Retype all of the records below word for word, leaving out the picture.

_ _ _ _

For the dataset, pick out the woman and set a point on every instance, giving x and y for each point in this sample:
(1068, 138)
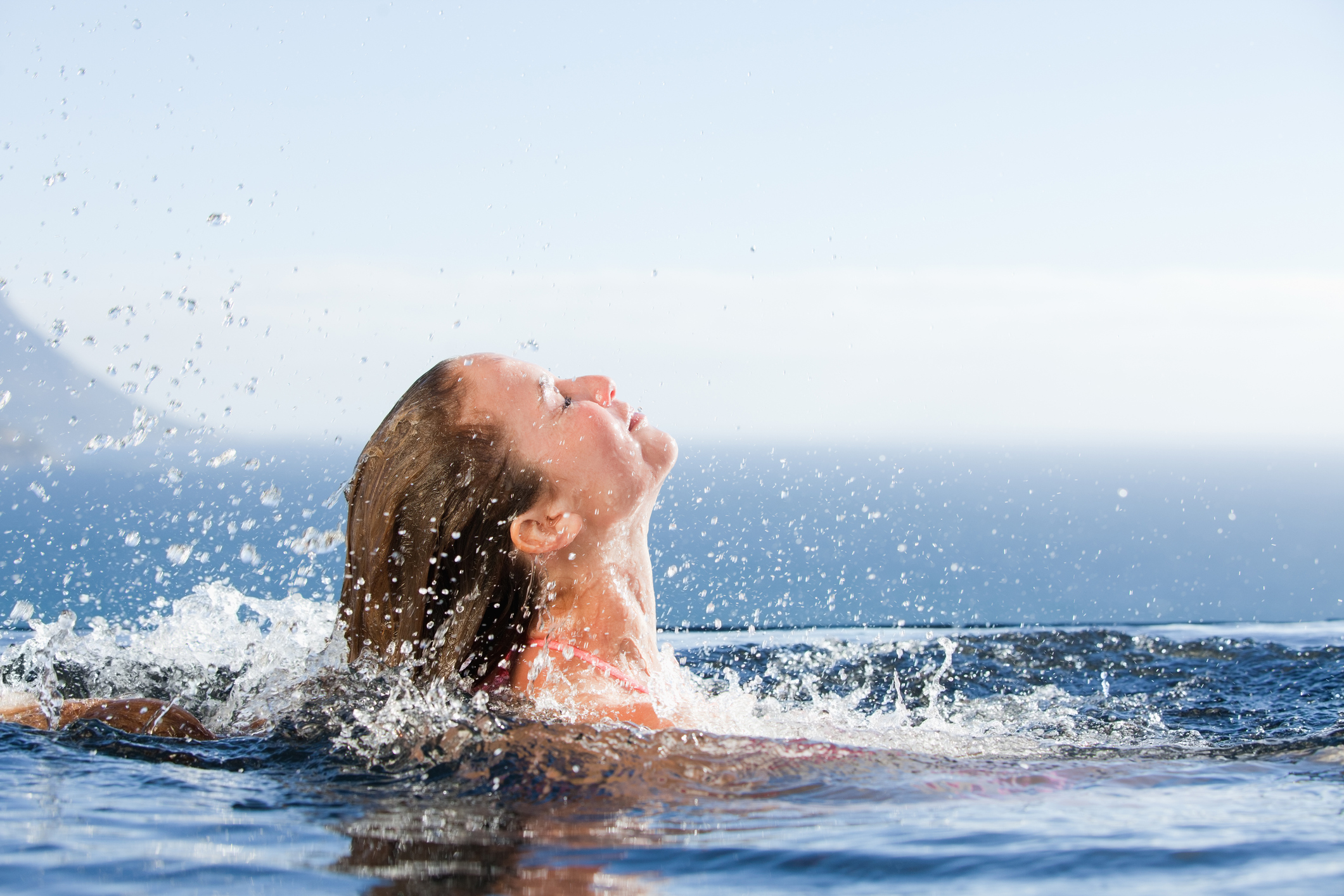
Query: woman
(497, 539)
(497, 536)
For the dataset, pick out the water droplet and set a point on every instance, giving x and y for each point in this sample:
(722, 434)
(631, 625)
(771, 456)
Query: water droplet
(226, 457)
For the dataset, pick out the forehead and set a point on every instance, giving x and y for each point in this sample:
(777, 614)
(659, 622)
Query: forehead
(494, 379)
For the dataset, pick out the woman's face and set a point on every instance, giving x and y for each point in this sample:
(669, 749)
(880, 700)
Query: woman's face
(597, 452)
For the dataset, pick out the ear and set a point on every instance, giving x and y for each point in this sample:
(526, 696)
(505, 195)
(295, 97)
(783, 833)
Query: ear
(545, 530)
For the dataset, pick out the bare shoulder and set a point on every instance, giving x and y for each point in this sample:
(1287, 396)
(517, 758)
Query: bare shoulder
(585, 692)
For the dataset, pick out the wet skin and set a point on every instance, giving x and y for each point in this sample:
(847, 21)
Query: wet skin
(604, 466)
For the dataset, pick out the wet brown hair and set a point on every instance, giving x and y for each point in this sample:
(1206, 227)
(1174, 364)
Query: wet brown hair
(432, 575)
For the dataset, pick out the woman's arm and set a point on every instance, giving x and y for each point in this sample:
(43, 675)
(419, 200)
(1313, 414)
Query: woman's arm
(138, 715)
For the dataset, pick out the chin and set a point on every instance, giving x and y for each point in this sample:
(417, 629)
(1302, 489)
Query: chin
(659, 451)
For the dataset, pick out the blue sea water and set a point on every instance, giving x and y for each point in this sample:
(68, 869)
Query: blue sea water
(1187, 736)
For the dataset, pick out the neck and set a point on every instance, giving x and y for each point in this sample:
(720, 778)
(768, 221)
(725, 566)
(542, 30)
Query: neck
(603, 601)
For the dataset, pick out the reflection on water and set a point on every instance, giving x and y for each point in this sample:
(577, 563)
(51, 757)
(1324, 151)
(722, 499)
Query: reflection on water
(847, 760)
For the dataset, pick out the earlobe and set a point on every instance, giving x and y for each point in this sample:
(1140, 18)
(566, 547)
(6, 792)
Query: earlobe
(542, 534)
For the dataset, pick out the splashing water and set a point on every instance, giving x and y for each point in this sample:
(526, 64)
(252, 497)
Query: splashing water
(929, 755)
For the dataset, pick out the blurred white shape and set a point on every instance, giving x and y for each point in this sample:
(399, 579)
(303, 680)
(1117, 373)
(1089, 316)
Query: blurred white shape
(227, 457)
(22, 611)
(317, 542)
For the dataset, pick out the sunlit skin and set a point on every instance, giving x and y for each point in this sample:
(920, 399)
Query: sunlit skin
(589, 535)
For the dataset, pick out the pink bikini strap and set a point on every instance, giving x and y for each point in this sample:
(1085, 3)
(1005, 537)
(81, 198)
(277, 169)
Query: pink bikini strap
(597, 663)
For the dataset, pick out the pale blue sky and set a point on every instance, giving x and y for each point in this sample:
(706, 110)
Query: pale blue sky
(954, 222)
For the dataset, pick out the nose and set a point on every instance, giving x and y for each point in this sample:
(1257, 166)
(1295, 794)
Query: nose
(593, 388)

_ _ _ _

• **Answer to the exercise**:
For the dataset, pick out the woman and set a point on every instance, giving x and y for each point in this sample:
(1068, 138)
Query: woman
(497, 539)
(497, 536)
For the dataset, pick out the water droplet and set a point on every instance, giving x and y for each point in this sample:
(722, 434)
(631, 625)
(771, 456)
Query: water droplet
(226, 457)
For the dataset, pick out the forehead and set a point on every instance, giving x and y for each point in this sample:
(777, 614)
(659, 622)
Query: forehead
(494, 379)
For the dataset, pick out the woman's face and set a point on every instance, giving x and y for each point in this sample:
(669, 749)
(880, 700)
Query: woman's face
(597, 452)
For the dataset, pick out the ear and set a point on every instance, giving x and y for each point in this sample:
(526, 696)
(505, 195)
(295, 97)
(783, 833)
Query: ear
(545, 530)
For the dataset, pick out the bare shoulder and set a point on every instance, giving x and y for each point in this sample:
(1287, 396)
(517, 758)
Query: bare shoulder
(585, 692)
For the dataset, pick out the wet skin and set a point on every instance, giving x and y for each point in this sample:
(847, 21)
Query: wet skin
(604, 466)
For the dataset, pick out the wet brown hair and set a point on every instance, giving x and y for each point in this sample:
(1206, 227)
(1174, 364)
Query: wet brown hair
(432, 575)
For the dataset, pick out the woman's arm and set a point on every instance, giving x and y for each point in this sample:
(43, 675)
(419, 200)
(1313, 414)
Query: woman's arm
(138, 715)
For the dataset, pick out the chin and set a point on every instance, giving x and y for each point in this sample:
(417, 629)
(1302, 489)
Query: chin
(659, 451)
For the dataset, pick out the blue sea water and set a point on every instance, giving x and y for each point in this sample:
(68, 869)
Query: blue sea water
(1187, 736)
For the dataset, pick out the neck and set a point on every instance, giving x and y for each point in this sample:
(720, 778)
(768, 221)
(725, 566)
(542, 30)
Query: neck
(603, 601)
For the dataset, pick out the reflection on water and set a point on every instance, giving x and y for each point in this sample:
(577, 563)
(51, 757)
(1324, 151)
(722, 499)
Query: reflection on water
(847, 760)
For the dataset, pick out the earlobe and set a point on every instance, giving x and y for each point in this sample:
(1140, 18)
(566, 547)
(6, 792)
Query: earlobe
(542, 534)
For the dataset, pick out the splashing water and set a point on every instance, giving x and y for each point in this sample:
(526, 64)
(252, 497)
Query: splashing water
(929, 755)
For the dataset, pick out the blurred white shape and set a point on every instance, giving x and y for each point in this sample:
(399, 579)
(303, 680)
(1117, 373)
(1089, 316)
Query: blurred white shape
(227, 457)
(22, 611)
(317, 542)
For the dataset, pick out the sunlit skin and set a point on every instance, giving x and y for each point in this sample:
(920, 399)
Query: sunlit skin
(589, 535)
For the dataset, pick out the pink bikini strap and set a point on every instance, giving x and y for each point in this sample:
(1085, 3)
(1005, 537)
(81, 198)
(277, 169)
Query: pink bikini strap
(597, 663)
For the dataset, pick out the pale blue sky and set a point on every instance, giving x and y for each point in this sample:
(706, 110)
Query: pale blue sky
(954, 222)
For the dataset, pick out the nose and set a point on every instance, giving x and y for each point in this sample:
(1257, 166)
(1295, 794)
Query: nose
(593, 388)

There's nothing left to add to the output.